Rewrite the records from the line with "tag the pointed ear" through the end of the records, requests included, and shift every answer point by adding 92 to each of its coordinates. Leave the numbers in the requests unchanged.

▶ Records for this exercise
★ ★ ★ ★
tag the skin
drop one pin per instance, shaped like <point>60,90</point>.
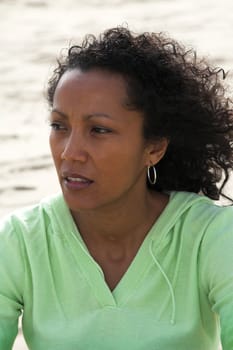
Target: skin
<point>101,160</point>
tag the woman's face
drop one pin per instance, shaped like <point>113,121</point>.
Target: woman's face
<point>97,144</point>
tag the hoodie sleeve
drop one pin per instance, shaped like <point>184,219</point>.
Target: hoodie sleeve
<point>216,264</point>
<point>11,283</point>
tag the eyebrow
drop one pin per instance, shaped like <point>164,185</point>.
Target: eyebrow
<point>86,117</point>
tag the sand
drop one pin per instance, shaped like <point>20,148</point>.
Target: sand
<point>33,32</point>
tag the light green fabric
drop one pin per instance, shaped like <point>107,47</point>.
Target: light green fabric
<point>174,296</point>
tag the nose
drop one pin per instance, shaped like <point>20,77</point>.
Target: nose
<point>74,148</point>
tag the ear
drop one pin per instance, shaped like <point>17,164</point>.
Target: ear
<point>156,150</point>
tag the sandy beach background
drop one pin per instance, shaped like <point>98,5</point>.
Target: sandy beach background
<point>33,32</point>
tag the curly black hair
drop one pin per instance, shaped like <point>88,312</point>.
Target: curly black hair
<point>181,98</point>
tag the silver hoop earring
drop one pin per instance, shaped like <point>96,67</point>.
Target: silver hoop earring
<point>151,174</point>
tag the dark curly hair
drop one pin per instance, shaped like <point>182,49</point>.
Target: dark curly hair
<point>181,98</point>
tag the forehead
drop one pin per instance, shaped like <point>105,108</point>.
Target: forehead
<point>95,80</point>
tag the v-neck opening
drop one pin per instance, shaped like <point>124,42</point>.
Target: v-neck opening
<point>94,274</point>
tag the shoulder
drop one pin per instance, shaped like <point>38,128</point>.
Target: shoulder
<point>201,209</point>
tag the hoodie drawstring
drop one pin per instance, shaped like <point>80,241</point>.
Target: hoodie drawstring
<point>172,320</point>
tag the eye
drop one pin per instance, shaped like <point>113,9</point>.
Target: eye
<point>57,126</point>
<point>100,130</point>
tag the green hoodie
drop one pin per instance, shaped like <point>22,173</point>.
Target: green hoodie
<point>176,295</point>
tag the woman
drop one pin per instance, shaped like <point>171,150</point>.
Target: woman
<point>133,254</point>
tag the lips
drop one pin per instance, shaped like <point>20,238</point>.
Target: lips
<point>76,181</point>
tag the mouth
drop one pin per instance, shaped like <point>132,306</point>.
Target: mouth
<point>76,182</point>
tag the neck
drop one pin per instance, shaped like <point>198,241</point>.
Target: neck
<point>122,223</point>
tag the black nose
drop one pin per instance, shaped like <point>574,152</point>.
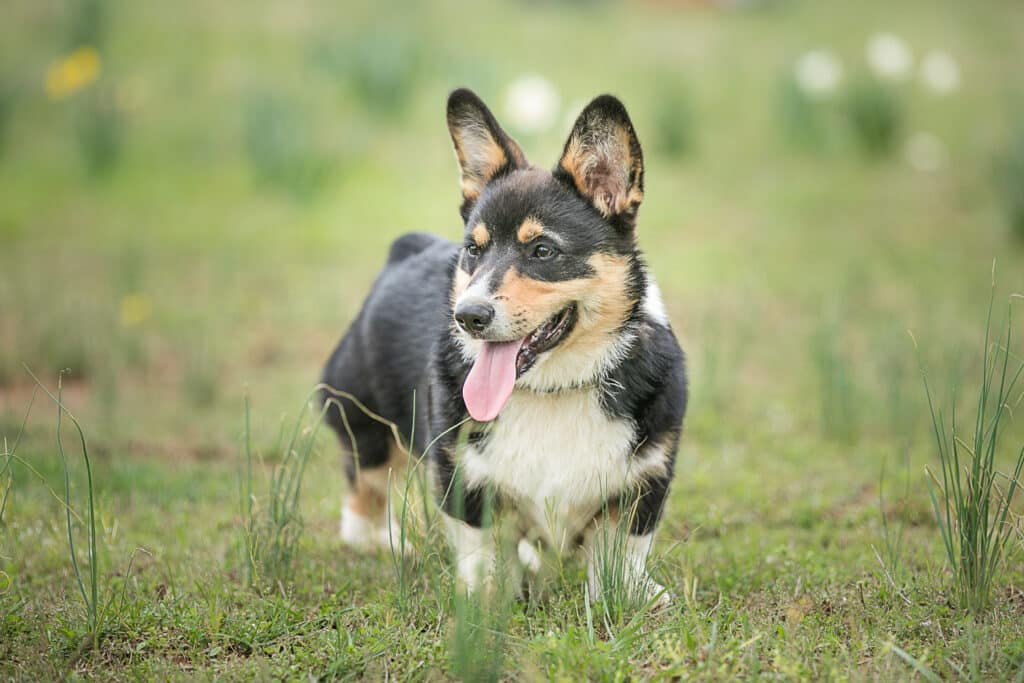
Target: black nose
<point>474,316</point>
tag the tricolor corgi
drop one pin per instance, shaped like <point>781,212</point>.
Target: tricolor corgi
<point>548,381</point>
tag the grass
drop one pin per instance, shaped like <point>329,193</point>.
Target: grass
<point>184,280</point>
<point>974,501</point>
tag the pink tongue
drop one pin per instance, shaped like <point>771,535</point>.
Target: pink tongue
<point>491,380</point>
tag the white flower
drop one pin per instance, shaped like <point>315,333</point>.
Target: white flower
<point>531,103</point>
<point>889,56</point>
<point>818,72</point>
<point>940,72</point>
<point>925,152</point>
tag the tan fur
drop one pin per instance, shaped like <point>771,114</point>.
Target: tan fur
<point>459,283</point>
<point>480,235</point>
<point>479,158</point>
<point>603,302</point>
<point>603,169</point>
<point>606,309</point>
<point>529,229</point>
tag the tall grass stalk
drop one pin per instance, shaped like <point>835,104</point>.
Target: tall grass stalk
<point>972,510</point>
<point>270,535</point>
<point>8,455</point>
<point>91,596</point>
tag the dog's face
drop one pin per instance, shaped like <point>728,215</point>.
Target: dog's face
<point>547,274</point>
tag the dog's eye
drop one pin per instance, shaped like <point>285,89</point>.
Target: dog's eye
<point>543,252</point>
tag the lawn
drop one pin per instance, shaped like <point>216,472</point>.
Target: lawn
<point>195,199</point>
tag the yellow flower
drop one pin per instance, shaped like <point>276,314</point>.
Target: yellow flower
<point>77,71</point>
<point>135,308</point>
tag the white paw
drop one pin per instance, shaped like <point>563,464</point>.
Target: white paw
<point>528,556</point>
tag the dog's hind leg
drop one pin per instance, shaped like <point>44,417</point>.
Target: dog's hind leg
<point>373,460</point>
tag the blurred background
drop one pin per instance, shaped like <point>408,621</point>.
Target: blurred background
<point>195,197</point>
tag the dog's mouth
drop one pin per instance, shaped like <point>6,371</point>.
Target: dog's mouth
<point>545,338</point>
<point>499,365</point>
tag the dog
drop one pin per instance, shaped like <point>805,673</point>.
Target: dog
<point>535,359</point>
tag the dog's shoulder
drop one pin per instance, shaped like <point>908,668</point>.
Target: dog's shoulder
<point>649,386</point>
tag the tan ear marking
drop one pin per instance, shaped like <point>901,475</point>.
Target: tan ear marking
<point>529,229</point>
<point>480,235</point>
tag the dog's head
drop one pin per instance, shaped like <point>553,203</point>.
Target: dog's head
<point>548,274</point>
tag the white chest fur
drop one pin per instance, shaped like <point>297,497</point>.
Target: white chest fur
<point>557,457</point>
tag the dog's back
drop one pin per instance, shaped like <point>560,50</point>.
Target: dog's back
<point>380,364</point>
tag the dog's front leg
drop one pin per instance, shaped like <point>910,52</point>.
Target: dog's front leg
<point>620,541</point>
<point>475,552</point>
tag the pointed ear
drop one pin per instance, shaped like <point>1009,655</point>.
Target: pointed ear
<point>484,151</point>
<point>602,160</point>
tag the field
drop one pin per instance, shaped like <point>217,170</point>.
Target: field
★ ★ ★ ★
▶ Output for this exercise
tag the pointed ear
drop one pin per instance, shaped like <point>1009,655</point>.
Target: pointed ear
<point>576,243</point>
<point>694,252</point>
tag the field
drop one pin per instance, shaped like <point>217,170</point>.
Target: field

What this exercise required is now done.